Copy word for word the lines in the entries below, starting with the line that contains "Each instance of the woman's" and continuing through the final line of the entries.

** BEGIN EXERCISE MATERIALS **

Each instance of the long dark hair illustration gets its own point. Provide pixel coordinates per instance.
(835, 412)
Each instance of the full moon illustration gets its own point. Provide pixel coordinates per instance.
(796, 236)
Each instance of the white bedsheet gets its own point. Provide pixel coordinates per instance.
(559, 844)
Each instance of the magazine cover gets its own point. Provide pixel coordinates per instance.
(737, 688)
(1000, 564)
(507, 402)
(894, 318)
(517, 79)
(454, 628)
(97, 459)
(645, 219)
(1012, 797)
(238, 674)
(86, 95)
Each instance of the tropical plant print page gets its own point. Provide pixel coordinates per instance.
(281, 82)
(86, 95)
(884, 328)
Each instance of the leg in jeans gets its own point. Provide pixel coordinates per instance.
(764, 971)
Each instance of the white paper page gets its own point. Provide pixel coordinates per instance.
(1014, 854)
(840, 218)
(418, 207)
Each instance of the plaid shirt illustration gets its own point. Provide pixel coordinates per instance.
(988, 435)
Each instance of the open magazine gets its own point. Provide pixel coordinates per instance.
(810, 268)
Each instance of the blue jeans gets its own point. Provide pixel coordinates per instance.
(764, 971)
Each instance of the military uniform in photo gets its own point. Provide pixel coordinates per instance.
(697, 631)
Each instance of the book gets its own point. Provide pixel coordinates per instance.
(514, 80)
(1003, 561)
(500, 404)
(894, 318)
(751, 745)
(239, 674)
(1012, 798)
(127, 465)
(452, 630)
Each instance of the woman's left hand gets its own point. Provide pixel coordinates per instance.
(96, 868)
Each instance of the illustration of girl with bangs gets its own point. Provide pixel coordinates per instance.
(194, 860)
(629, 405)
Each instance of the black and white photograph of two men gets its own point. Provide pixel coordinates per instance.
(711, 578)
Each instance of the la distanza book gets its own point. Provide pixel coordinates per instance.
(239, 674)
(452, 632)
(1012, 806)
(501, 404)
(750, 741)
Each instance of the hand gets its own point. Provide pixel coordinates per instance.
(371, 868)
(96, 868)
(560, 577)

** END EXERCISE MATERIALS **

**SOLVED EXERCISE**.
Each instance of the woman's left hand gets its own point. Provide pixel coordinates per instance.
(96, 868)
Each instance of the illustration of girl with bangs gets its own point. Provide pixel coordinates per instance.
(194, 860)
(629, 405)
Each instance of the black and white photograph of two men gets its own point. Provide pixel coordinates per instance.
(711, 578)
Each instance of the la distanza book gets its own point. Provide pixel coordinates per instance.
(239, 674)
(452, 632)
(1012, 806)
(501, 404)
(750, 741)
Each instance of the hand gets its own point. Provide pixel coordinates per instance.
(371, 868)
(96, 868)
(560, 577)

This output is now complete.